DATA TO USE:
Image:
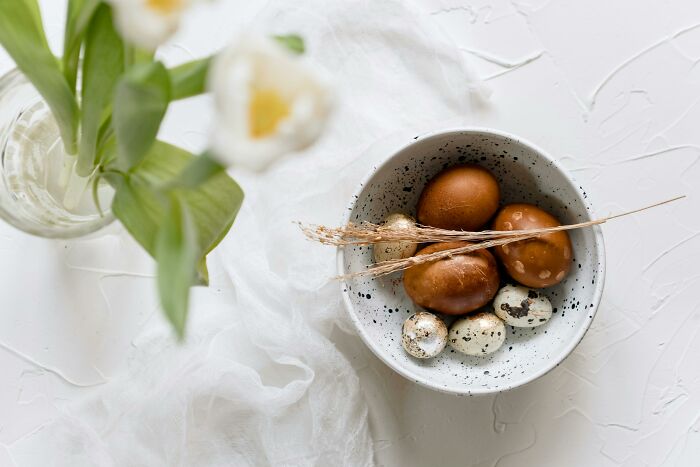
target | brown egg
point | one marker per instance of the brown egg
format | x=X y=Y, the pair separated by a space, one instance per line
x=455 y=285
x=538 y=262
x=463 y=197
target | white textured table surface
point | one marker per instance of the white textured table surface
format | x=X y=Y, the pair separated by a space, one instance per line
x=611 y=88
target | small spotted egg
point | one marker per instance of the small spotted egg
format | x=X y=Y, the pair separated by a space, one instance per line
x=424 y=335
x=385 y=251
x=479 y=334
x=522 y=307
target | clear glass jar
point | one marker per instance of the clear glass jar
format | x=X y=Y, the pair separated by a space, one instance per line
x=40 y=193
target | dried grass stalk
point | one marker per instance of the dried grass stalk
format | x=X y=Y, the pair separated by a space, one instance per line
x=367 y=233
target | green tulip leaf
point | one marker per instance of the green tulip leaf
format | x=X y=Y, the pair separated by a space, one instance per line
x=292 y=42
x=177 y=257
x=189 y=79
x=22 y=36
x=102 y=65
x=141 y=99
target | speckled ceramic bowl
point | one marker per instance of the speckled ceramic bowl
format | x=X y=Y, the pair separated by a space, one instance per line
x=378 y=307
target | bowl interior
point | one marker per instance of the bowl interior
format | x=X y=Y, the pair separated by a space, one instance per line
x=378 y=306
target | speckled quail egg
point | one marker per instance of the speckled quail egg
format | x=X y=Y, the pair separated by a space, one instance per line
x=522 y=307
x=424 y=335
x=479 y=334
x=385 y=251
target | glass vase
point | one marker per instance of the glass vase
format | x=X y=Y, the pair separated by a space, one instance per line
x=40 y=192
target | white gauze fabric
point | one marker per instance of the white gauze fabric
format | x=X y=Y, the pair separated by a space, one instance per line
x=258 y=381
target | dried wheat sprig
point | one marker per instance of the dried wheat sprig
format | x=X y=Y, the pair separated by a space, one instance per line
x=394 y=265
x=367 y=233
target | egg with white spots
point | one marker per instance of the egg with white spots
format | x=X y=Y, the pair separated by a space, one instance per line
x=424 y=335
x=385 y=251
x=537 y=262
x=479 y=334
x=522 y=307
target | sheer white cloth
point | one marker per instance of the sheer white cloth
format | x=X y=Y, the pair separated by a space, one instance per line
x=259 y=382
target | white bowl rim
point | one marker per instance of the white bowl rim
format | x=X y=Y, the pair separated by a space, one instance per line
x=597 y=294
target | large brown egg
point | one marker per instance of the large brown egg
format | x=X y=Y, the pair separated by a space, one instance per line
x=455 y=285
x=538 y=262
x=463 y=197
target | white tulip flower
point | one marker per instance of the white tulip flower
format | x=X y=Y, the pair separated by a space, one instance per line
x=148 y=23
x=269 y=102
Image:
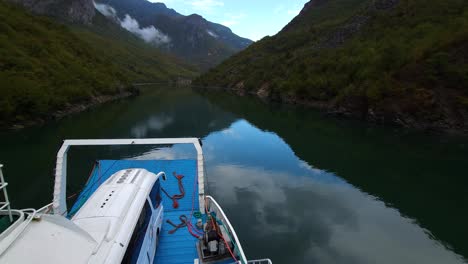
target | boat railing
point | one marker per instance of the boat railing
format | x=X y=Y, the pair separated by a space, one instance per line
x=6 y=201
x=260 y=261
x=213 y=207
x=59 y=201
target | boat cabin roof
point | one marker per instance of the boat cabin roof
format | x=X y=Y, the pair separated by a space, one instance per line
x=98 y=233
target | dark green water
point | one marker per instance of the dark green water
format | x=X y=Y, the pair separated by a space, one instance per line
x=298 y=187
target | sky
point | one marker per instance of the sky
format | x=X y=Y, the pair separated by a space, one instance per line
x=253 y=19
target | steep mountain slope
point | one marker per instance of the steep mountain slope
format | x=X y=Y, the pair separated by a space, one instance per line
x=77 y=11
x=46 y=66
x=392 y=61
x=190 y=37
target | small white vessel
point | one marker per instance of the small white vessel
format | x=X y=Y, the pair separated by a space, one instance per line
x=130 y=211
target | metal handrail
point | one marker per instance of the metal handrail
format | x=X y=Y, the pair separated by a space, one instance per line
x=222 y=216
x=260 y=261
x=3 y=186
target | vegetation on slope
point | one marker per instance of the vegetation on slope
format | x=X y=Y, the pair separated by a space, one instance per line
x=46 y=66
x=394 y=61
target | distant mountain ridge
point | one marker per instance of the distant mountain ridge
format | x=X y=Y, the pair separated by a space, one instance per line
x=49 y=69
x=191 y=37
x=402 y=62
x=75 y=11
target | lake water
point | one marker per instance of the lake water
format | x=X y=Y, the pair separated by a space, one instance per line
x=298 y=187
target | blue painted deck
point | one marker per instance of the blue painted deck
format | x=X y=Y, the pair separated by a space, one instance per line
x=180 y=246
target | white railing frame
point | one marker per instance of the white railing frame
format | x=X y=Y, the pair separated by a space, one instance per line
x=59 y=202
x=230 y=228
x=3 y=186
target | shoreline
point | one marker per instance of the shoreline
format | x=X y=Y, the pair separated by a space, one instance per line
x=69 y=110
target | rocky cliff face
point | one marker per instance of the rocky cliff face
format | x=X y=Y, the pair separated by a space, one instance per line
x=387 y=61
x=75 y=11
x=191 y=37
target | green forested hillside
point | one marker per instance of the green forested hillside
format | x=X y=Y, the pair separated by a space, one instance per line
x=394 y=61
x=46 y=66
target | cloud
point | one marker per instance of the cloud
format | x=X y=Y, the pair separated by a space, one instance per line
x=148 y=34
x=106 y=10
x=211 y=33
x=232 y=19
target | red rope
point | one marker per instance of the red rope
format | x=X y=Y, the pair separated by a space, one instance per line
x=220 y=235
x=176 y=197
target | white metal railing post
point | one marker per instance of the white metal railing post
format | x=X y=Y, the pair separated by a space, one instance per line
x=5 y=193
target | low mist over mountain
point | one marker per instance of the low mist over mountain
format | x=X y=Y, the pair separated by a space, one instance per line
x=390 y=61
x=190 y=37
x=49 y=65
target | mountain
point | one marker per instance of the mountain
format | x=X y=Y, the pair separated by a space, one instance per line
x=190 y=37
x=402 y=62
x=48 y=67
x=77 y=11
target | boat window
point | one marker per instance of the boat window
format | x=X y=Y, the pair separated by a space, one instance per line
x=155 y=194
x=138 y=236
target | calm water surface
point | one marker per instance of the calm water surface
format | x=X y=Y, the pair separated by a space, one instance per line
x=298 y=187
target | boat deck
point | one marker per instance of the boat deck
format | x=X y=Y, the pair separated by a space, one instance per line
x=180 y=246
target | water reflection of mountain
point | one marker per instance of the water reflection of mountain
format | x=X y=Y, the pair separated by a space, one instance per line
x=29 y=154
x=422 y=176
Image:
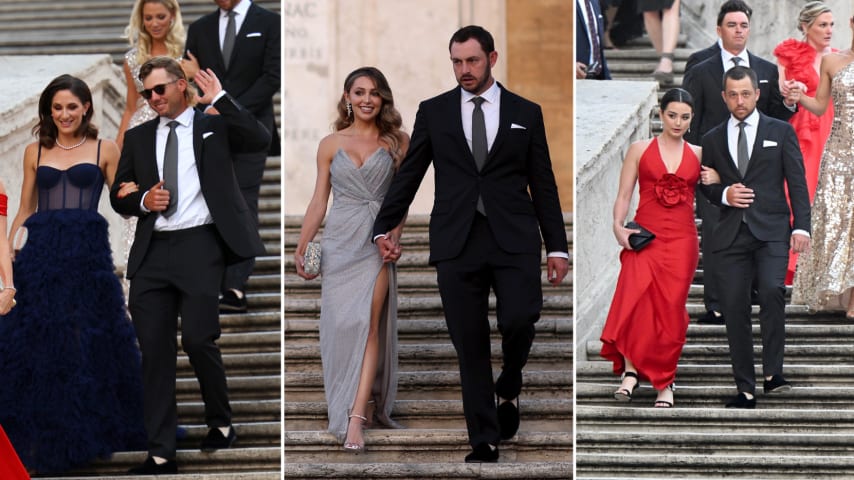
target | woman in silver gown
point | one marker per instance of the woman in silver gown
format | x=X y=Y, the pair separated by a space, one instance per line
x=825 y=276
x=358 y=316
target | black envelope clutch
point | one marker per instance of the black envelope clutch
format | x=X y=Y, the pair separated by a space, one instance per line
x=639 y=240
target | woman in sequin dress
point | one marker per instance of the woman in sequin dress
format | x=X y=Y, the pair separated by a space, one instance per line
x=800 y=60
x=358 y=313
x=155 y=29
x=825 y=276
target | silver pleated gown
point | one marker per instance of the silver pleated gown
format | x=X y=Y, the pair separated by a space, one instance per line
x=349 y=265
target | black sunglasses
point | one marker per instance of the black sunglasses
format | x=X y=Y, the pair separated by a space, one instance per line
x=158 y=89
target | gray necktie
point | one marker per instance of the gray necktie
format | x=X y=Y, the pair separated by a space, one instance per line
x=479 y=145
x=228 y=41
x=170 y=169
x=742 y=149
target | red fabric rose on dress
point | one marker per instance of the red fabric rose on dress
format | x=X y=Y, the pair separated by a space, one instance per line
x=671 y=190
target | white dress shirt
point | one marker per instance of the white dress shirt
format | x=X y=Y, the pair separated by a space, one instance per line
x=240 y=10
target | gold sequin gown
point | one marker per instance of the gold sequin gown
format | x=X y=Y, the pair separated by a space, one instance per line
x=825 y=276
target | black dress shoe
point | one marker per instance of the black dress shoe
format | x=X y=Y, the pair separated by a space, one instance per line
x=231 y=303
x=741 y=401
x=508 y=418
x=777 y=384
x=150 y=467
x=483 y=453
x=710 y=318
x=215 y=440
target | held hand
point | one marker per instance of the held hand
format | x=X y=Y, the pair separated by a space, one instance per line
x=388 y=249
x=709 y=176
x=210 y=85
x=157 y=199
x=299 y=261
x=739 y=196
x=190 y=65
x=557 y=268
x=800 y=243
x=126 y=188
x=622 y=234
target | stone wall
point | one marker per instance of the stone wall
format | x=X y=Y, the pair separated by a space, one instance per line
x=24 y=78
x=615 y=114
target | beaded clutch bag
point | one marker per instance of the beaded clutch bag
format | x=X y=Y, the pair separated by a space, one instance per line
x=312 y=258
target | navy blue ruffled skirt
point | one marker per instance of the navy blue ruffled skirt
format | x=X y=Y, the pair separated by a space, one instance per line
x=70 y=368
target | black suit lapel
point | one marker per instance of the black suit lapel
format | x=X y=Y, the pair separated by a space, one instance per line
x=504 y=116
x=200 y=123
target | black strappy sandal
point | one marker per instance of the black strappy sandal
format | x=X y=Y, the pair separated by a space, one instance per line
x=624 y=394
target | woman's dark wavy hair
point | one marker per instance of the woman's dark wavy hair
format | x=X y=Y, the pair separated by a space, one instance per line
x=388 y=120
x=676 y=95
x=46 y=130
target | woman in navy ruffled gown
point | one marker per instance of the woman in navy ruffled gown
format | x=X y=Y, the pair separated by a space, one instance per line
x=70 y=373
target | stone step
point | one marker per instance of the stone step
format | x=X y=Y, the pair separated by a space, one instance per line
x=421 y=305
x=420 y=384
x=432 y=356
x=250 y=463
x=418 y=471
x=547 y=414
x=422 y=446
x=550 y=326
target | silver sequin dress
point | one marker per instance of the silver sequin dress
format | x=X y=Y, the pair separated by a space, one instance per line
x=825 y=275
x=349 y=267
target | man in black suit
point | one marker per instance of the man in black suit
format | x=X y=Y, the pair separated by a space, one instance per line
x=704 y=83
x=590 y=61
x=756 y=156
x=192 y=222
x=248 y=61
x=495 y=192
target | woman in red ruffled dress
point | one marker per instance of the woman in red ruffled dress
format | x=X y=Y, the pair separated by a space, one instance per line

THE TASK: Write the lines out exactly, from the one with "target | black suit lapel" down to the last line of the listing, and leave out all others.

RESPONSE TO THIS TASK:
target | black suit lapel
point | one marker per instance of the black suit lapel
format | x=X y=Y, the pair separated by a space, one instance per line
x=504 y=116
x=200 y=123
target | black strappy sandal
point | one marker per instance of the black strappy sandal
format | x=X y=Y, the pair separated by a space, one instance per line
x=624 y=394
target | woman's dark wavy hair
point | one marker per instance of the woman's dark wavy hair
format | x=X y=Y, the pair separated by a space, one instance per line
x=388 y=120
x=676 y=95
x=46 y=130
target | woman in navy ruffled gown
point | one marker per instance of the woman in navy ruffled gown
format | x=X y=Y, the pair separated by a space, one instance per line
x=70 y=373
target | stone step
point | one marker per instance of the stone step
format | x=X y=Y, the pair separated by a space, one instance per line
x=421 y=305
x=420 y=384
x=432 y=356
x=250 y=463
x=418 y=471
x=547 y=414
x=422 y=446
x=550 y=326
target | silver sequin dress
point | one marker per instance of the silver sequin dress
format | x=X y=Y, the pair separated by a space, one instance per line
x=825 y=275
x=349 y=267
target | man in black suit
point | one marker per instance of the man in black suit
format | x=X y=Y, the pair separated by a space, one instance per line
x=704 y=83
x=590 y=61
x=756 y=156
x=192 y=222
x=248 y=61
x=495 y=192
target | woman in red ruffled dress
point | one marker per instance of the woman in red ruffled dress
format | x=X y=Y, the pair separated by a space, one instance per line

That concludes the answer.